• **PROVIDED PASSAGE**:
┌──

I'm sympathetic to the argument that it's more productive for subteams to work in a separate repo. On the other hand, it also seems that the reason subteams prefer working on separate repos is because they view the chromium tree as being closed too often. In the past, this often would happen because of a mist-match between what the CQ/trybots tested and what closed the tree. This is now infrequent because the infrastructure team have done an impressive job of adding a lot more configs with faster throughput, and more improvements are on the way which should speed things up. In my experience, the biggest reason the tree closes now is because too many patches land without CQ or green try runs. This is simply unacceptable given the size of the team, since any brokenness affect too many people. Whether only non-blink devs are affected, or all devs, seems besides the point for the overall team since this is a problem that we need to fix either way (although I can see that from the pov of blink team, this is paramount :) ).

└──

• **THE REQUEST**: Carry on the passage about Chromium tree closures and separate subteam repos, picking up right after its final sentence.

Stored items

┌──

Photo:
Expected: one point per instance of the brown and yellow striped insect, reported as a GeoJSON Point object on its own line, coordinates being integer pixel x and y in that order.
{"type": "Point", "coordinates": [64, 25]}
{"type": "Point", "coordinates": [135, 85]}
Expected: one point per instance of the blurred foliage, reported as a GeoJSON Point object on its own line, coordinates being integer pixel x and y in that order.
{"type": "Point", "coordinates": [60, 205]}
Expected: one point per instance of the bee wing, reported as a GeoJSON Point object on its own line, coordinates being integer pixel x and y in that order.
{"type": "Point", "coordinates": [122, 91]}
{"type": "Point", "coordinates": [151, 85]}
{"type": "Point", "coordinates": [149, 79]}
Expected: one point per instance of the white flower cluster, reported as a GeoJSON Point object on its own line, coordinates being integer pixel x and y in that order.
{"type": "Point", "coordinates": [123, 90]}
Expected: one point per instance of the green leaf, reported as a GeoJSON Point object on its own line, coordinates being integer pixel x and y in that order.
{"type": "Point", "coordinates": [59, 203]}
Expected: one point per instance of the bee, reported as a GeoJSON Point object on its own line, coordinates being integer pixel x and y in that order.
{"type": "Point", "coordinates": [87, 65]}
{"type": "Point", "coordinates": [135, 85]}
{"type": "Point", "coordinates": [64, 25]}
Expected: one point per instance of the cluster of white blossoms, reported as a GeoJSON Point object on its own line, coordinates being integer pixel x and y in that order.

└──

• **EXERCISE RESPONSE**:
Personally, I think having blink in the same repo would be better. As mentioned above, there would be no gardening needed, the same CQ that tests the bling patches would also run chromium tests (i.e. fine-grained tracking of which bling change breaks a chrome test, instead of gardeners having to figure this out manually), no 3-sided patches, and easier bisecting. Also, right now only a small number of devs work in both chromium and bling repo. The process to contribute is different, the base libraries are different and so on. If it was easier to jump between codebases, I imagine more people would be inclined to fix bugs in the other codebase. That would seem like another very positive benefit of the fork.

I'm curious, what are the objections? The chromium tree is closed too much compared to the bling tree? The chrome try bots take too long? If these are the reasons, what numbers would the team be happy with before they're ok with a single repo?

I'm also curious what the relative number of commits in each tree is. I have heard previous numbers from the WebKit tree, but I assume that'll be less now since it's just the chromium port.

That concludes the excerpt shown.